Goal of the exercise:
Gather every line in the items below that contains the string "instance". Treat uppercase and lowercase letters as different.

──────── Records ────────

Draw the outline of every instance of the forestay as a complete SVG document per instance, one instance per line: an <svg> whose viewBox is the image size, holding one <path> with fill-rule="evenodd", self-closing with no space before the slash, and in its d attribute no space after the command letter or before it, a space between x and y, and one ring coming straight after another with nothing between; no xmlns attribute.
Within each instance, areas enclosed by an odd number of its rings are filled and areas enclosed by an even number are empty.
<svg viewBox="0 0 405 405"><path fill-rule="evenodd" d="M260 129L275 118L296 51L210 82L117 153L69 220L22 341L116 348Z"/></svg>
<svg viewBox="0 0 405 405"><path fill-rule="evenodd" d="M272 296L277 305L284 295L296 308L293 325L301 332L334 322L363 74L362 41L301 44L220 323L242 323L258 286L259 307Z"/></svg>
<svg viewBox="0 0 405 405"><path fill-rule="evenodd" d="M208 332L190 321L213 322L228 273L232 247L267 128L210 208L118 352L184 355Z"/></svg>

────────

Answer for this exercise:
Draw the outline of every instance of the forestay as a complete SVG document per instance, one instance per line: an <svg> whose viewBox is the image size, holding one <path> with fill-rule="evenodd", self-closing with no space before the slash, and in its d attribute no space after the command letter or before it, a space between x and y, and one ring coming straight after another with nothing between; no xmlns attribute.
Within each instance, areas enclosed by an odd number of its rings are filled and areas enclosed by an even number are empty.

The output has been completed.